WORK TO BE COMPLETED> Find the word "collar" in the listing below. Copy every line that has it.

(PROVIDED DATA)

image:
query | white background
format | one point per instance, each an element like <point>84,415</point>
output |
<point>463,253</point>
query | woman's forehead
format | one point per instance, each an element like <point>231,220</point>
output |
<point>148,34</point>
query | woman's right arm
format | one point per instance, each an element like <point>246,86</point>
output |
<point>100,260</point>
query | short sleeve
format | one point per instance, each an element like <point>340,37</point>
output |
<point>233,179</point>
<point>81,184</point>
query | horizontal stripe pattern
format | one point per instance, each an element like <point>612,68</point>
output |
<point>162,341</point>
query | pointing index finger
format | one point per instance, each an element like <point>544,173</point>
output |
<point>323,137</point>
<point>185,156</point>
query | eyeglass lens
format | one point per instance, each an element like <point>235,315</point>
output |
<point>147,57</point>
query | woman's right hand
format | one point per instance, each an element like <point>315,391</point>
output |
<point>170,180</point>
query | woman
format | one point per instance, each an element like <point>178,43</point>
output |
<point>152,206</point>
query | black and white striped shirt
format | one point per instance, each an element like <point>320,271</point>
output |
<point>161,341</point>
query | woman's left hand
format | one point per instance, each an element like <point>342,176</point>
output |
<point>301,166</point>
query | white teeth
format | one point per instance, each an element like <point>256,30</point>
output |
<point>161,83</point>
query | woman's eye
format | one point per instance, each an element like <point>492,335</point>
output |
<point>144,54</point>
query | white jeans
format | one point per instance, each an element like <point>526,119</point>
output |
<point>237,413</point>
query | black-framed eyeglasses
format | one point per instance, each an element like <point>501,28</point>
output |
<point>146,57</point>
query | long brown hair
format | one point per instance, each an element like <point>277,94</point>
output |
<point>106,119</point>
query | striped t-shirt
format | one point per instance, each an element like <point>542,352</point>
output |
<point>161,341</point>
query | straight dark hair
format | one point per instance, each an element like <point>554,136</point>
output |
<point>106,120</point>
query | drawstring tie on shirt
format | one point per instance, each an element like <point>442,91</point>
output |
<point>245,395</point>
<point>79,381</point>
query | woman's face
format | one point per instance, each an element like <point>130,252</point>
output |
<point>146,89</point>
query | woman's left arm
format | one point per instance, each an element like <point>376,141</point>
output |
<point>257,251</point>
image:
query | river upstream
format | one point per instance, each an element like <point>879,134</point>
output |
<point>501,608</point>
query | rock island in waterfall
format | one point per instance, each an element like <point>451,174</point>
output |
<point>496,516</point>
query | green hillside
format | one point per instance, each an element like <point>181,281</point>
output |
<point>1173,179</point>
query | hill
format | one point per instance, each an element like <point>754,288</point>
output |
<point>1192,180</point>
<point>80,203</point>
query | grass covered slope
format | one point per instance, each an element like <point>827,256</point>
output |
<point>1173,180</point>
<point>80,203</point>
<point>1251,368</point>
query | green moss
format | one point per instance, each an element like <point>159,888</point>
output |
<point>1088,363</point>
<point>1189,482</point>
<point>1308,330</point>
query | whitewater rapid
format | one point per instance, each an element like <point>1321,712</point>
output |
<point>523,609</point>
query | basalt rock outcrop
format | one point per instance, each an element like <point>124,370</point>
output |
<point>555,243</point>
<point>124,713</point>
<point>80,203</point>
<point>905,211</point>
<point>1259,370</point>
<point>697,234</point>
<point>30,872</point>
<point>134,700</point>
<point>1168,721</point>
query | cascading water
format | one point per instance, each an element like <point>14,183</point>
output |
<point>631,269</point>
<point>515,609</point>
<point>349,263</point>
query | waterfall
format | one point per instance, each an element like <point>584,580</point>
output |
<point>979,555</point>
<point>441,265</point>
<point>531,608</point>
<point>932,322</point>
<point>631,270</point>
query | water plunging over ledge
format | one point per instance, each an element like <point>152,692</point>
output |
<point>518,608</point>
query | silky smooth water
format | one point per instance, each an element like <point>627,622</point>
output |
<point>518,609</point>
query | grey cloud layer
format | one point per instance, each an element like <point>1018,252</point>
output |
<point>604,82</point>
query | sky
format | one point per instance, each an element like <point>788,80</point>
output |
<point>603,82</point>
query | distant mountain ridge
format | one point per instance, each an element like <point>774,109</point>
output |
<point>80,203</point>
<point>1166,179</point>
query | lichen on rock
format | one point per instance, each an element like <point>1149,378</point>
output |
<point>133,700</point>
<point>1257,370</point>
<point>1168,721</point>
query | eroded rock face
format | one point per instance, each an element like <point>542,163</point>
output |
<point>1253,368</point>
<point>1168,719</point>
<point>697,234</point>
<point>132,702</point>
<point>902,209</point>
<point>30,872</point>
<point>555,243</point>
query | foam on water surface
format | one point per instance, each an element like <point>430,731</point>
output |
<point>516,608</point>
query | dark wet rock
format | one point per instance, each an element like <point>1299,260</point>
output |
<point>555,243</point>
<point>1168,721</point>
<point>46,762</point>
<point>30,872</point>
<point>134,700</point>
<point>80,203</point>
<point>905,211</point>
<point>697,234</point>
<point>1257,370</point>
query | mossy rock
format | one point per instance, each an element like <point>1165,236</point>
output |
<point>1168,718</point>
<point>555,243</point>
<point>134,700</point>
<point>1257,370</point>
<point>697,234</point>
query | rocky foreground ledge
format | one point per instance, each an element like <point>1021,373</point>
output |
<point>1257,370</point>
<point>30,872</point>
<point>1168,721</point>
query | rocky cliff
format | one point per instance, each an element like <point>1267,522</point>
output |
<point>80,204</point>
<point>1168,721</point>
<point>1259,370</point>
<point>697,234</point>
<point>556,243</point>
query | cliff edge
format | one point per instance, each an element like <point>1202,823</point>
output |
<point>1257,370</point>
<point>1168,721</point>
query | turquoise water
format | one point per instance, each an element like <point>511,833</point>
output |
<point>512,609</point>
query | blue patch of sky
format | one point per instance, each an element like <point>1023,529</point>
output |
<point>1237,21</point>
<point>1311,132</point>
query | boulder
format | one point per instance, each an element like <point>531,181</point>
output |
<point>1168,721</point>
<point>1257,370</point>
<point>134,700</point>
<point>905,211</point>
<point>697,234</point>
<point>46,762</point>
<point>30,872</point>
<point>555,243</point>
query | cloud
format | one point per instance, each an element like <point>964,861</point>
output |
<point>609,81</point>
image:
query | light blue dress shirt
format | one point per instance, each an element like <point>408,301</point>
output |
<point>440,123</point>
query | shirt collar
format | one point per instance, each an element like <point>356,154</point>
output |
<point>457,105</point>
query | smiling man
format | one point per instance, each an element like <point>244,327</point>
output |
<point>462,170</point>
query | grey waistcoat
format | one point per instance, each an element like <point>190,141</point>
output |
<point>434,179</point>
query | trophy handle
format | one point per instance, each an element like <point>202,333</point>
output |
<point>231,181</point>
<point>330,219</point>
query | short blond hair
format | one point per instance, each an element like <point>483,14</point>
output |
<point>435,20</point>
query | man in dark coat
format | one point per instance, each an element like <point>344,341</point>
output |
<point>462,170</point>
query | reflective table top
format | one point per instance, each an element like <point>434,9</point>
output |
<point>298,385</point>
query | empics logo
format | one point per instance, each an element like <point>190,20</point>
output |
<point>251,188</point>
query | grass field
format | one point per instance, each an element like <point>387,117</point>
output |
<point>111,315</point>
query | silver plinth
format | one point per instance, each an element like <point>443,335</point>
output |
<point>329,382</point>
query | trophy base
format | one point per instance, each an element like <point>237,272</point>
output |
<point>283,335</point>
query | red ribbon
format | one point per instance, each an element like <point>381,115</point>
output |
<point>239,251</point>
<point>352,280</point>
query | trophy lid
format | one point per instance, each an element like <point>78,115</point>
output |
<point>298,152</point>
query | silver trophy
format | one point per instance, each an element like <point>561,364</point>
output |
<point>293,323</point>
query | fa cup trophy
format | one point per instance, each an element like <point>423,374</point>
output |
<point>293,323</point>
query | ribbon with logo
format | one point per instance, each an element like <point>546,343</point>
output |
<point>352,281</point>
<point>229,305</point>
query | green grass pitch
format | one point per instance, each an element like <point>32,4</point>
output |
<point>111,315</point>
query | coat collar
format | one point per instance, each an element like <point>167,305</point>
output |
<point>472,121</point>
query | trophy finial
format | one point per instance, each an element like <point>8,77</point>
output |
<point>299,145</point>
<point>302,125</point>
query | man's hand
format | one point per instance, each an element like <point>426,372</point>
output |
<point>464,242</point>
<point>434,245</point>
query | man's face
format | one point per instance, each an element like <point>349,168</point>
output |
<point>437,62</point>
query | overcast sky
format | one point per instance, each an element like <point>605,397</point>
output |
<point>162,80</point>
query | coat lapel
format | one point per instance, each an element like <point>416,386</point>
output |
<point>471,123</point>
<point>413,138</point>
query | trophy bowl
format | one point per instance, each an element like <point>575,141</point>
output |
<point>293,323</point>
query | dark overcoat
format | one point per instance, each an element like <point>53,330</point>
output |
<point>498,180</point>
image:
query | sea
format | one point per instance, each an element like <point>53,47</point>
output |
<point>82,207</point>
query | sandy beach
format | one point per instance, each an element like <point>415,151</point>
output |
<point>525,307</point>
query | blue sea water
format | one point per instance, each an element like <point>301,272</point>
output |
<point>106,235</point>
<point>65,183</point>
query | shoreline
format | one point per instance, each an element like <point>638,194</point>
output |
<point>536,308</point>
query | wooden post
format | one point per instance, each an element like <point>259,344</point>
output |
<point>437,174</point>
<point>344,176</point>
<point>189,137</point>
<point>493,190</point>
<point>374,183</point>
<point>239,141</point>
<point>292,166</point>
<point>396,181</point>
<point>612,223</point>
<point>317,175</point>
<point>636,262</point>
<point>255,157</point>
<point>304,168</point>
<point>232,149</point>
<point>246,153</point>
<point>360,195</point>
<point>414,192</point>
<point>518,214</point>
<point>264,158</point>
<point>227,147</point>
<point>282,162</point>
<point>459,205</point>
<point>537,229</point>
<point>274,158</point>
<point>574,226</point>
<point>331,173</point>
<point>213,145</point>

(End PROVIDED DATA)

SOLUTION FOR THIS PROBLEM>
query | shirt collar
query | coat collar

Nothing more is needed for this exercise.